»»
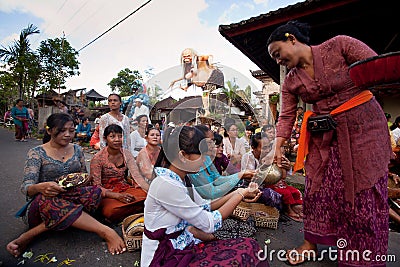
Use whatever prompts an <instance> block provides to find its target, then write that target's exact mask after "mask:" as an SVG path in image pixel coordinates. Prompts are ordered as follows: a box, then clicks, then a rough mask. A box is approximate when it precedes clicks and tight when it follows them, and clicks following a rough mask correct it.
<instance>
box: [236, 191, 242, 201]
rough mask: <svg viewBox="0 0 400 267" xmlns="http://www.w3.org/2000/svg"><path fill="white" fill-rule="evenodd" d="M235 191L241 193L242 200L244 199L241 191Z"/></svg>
mask: <svg viewBox="0 0 400 267" xmlns="http://www.w3.org/2000/svg"><path fill="white" fill-rule="evenodd" d="M237 193H238V194H239V195H241V196H242V200H243V199H244V195H243V193H242V192H240V191H237Z"/></svg>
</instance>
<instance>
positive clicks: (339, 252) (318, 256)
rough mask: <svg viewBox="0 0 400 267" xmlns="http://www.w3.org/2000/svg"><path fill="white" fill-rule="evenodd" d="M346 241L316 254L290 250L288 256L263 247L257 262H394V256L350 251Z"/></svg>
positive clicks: (347, 244) (259, 254) (336, 243)
mask: <svg viewBox="0 0 400 267" xmlns="http://www.w3.org/2000/svg"><path fill="white" fill-rule="evenodd" d="M347 245H348V244H347V240H346V239H344V238H340V239H338V240H337V242H336V247H337V248H335V247H328V249H323V250H320V251H319V252H318V255H317V252H316V251H314V250H304V251H303V252H302V253H298V252H297V251H296V250H291V251H290V252H289V254H287V252H286V251H285V250H282V249H281V250H274V249H271V250H269V249H268V246H267V245H265V246H264V250H260V251H259V252H258V254H257V257H258V259H259V260H261V261H264V260H268V261H270V262H272V261H273V260H274V259H277V260H279V261H286V260H288V259H290V260H291V261H294V262H298V261H302V260H303V259H307V260H308V261H323V260H324V259H328V260H330V261H341V262H360V261H362V262H396V255H393V254H388V255H375V256H373V255H372V251H370V250H364V251H358V250H354V249H353V250H351V249H346V247H347Z"/></svg>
««
TASK TO COMPLETE >> Look over the material and return every line where the word "instance" is found.

EXERCISE ANSWER >>
Use whatever prompts an <instance> block provides to find its target, then write that target's exact mask after "mask:" as an SVG path in image pixel coordinates. Prompts are ordered as follows: a box, then clicks, then a rough mask. A box is approximate when it precedes clicks and tight when it follows them, and clicks following a rough mask correct it.
<instance>
</instance>
<instance>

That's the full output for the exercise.